### What needs to be done
Your response should consist of the records, reproduced exactly.

### Source information
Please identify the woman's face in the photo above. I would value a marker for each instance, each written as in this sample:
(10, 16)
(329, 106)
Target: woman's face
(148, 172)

### Worked solution
Please identify the woman's face in the photo above. I would value a marker for each instance, each written as in this sample:
(10, 16)
(329, 106)
Target: woman's face
(148, 172)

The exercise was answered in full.